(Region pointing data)
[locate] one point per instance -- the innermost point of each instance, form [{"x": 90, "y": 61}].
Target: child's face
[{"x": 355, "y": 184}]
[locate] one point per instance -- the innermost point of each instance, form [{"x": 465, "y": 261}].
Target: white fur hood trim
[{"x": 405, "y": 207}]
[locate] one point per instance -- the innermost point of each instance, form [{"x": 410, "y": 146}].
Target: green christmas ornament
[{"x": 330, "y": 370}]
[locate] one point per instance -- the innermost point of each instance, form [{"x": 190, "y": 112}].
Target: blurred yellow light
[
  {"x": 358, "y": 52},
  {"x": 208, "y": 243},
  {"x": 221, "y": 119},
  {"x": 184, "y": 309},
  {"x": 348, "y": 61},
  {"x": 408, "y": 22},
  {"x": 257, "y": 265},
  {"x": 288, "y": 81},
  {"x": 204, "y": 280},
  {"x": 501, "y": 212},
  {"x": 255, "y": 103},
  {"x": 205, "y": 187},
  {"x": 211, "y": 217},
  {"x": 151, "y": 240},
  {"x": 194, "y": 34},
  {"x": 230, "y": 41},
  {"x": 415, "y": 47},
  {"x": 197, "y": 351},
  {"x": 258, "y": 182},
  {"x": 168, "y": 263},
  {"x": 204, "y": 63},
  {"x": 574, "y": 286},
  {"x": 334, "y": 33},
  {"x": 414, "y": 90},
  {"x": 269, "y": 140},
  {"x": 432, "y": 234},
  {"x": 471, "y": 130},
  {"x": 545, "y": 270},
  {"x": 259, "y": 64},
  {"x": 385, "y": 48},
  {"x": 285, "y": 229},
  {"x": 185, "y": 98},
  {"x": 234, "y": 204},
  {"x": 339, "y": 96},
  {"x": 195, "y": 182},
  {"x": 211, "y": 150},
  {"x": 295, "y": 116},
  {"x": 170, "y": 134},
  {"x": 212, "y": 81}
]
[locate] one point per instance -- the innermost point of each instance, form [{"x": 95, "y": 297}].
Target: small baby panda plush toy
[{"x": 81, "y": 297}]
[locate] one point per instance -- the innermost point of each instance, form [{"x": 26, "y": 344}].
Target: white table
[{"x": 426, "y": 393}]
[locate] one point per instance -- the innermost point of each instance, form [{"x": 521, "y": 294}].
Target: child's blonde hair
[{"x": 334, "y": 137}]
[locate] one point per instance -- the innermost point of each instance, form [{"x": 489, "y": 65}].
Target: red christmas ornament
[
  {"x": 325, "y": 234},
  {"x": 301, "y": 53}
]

* [Work instructions]: Recopy all the entries faithfully, leaving none out.

* [Solution to this exercise]:
[locate] one point per instance -- the innermost point of each instance, form [{"x": 90, "y": 61}].
Target: child's face
[{"x": 355, "y": 184}]
[locate] one point per instance -- the innermost point of each instance, form [{"x": 465, "y": 261}].
Target: white fur hood trim
[{"x": 405, "y": 207}]
[locate] one point per instance -- the innermost point of each instance, form [{"x": 410, "y": 146}].
Target: green christmas ornament
[{"x": 330, "y": 370}]
[locate] one point per instance -- the innermost point of each instance, form [{"x": 190, "y": 112}].
Target: blurred yellow light
[
  {"x": 358, "y": 52},
  {"x": 208, "y": 243},
  {"x": 221, "y": 119},
  {"x": 184, "y": 309},
  {"x": 348, "y": 61},
  {"x": 408, "y": 22},
  {"x": 257, "y": 265},
  {"x": 288, "y": 81},
  {"x": 204, "y": 280},
  {"x": 501, "y": 212},
  {"x": 255, "y": 103},
  {"x": 205, "y": 187},
  {"x": 211, "y": 217},
  {"x": 151, "y": 240},
  {"x": 194, "y": 34},
  {"x": 230, "y": 41},
  {"x": 415, "y": 47},
  {"x": 197, "y": 351},
  {"x": 258, "y": 182},
  {"x": 168, "y": 263},
  {"x": 204, "y": 63},
  {"x": 574, "y": 286},
  {"x": 334, "y": 33},
  {"x": 414, "y": 90},
  {"x": 269, "y": 140},
  {"x": 432, "y": 234},
  {"x": 471, "y": 130},
  {"x": 545, "y": 270},
  {"x": 259, "y": 64},
  {"x": 385, "y": 48},
  {"x": 285, "y": 229},
  {"x": 185, "y": 98},
  {"x": 234, "y": 204},
  {"x": 339, "y": 96},
  {"x": 195, "y": 182},
  {"x": 211, "y": 150},
  {"x": 295, "y": 116},
  {"x": 170, "y": 134},
  {"x": 212, "y": 81}
]
[locate] one point per instance -- the innermost point of each instance, form [{"x": 95, "y": 297}].
Target: small baby panda plush toy
[{"x": 81, "y": 297}]
[locate] one point per instance -- the innermost point of each instance, form [{"x": 26, "y": 344}].
Target: white table
[{"x": 426, "y": 393}]
[locate] one point per instance -- the innermost point of each instance, form [{"x": 521, "y": 294}].
Target: child's blonde hair
[{"x": 334, "y": 137}]
[locate] one point per instance -- the innermost point of each instance, form [{"x": 489, "y": 65}].
Target: red christmas ornament
[
  {"x": 325, "y": 234},
  {"x": 301, "y": 53}
]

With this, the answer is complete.